━━ SUPPLIED RECORDS

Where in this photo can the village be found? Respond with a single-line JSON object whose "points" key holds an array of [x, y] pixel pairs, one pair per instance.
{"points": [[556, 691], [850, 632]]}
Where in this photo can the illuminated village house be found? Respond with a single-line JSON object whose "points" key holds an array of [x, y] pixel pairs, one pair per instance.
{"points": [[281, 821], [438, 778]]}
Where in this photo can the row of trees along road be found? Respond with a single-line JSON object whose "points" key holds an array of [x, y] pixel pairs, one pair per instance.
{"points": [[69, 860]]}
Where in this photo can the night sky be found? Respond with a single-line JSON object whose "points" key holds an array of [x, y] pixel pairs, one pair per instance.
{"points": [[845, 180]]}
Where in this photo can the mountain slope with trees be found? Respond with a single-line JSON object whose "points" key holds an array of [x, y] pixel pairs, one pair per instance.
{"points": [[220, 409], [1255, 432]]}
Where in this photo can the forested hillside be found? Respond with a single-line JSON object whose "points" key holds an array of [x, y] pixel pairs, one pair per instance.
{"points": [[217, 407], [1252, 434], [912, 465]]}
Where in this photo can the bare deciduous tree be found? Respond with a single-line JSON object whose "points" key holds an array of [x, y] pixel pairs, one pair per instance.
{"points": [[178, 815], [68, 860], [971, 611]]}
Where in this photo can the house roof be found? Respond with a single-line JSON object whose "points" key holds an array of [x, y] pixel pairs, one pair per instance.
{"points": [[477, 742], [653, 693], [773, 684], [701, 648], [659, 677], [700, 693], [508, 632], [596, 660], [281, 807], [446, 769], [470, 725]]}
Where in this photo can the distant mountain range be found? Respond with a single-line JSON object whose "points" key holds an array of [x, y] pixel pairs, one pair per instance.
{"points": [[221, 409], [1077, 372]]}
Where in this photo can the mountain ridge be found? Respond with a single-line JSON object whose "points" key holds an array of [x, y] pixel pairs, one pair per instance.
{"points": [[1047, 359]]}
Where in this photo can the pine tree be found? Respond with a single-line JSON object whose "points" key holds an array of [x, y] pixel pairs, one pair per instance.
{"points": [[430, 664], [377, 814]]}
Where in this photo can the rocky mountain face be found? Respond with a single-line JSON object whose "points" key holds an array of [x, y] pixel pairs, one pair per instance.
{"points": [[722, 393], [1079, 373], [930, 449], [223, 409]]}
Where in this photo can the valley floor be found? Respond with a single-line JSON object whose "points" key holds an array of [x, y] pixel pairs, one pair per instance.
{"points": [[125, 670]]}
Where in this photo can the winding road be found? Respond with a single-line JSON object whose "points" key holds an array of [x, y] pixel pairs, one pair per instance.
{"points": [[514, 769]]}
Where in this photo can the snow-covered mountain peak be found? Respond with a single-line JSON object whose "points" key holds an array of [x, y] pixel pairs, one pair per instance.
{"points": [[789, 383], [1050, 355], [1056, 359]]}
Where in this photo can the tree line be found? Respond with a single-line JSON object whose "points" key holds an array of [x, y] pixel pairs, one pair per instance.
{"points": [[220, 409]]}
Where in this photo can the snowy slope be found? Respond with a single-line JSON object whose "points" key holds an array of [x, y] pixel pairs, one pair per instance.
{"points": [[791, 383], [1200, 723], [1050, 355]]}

━━━━

EXERCISE TASK> Starting at the line that contains "Where in this photo can the winding", print every line through the end of the listing, word for word. Leave out all the rest.

COMPLETE OUTPUT>
Where in this photo can the winding road be found? Respond with a single-line JSON object whose "points" key holds an array of [x, y] pixel pairs, one pair per instance.
{"points": [[514, 769]]}
Where in this photo can the snow-covered mountain peak be found? Respond with a single-line JSON object whose "points" key holds an array of [x, y] pixel pairs, one pair per instance.
{"points": [[789, 383], [1050, 355], [1056, 359]]}
Where in this photo can the tree line be found? Respond with a single-line JSON object whose "points" key holds an array of [x, y] pixel pairs, one pair per instance.
{"points": [[220, 409]]}
Where in this photo can the snowy slope be found? Respond with a single-line JSON object whose "points" key holds an array of [x, y] pixel pairs, one pair per instance.
{"points": [[791, 383], [1200, 723], [1050, 355]]}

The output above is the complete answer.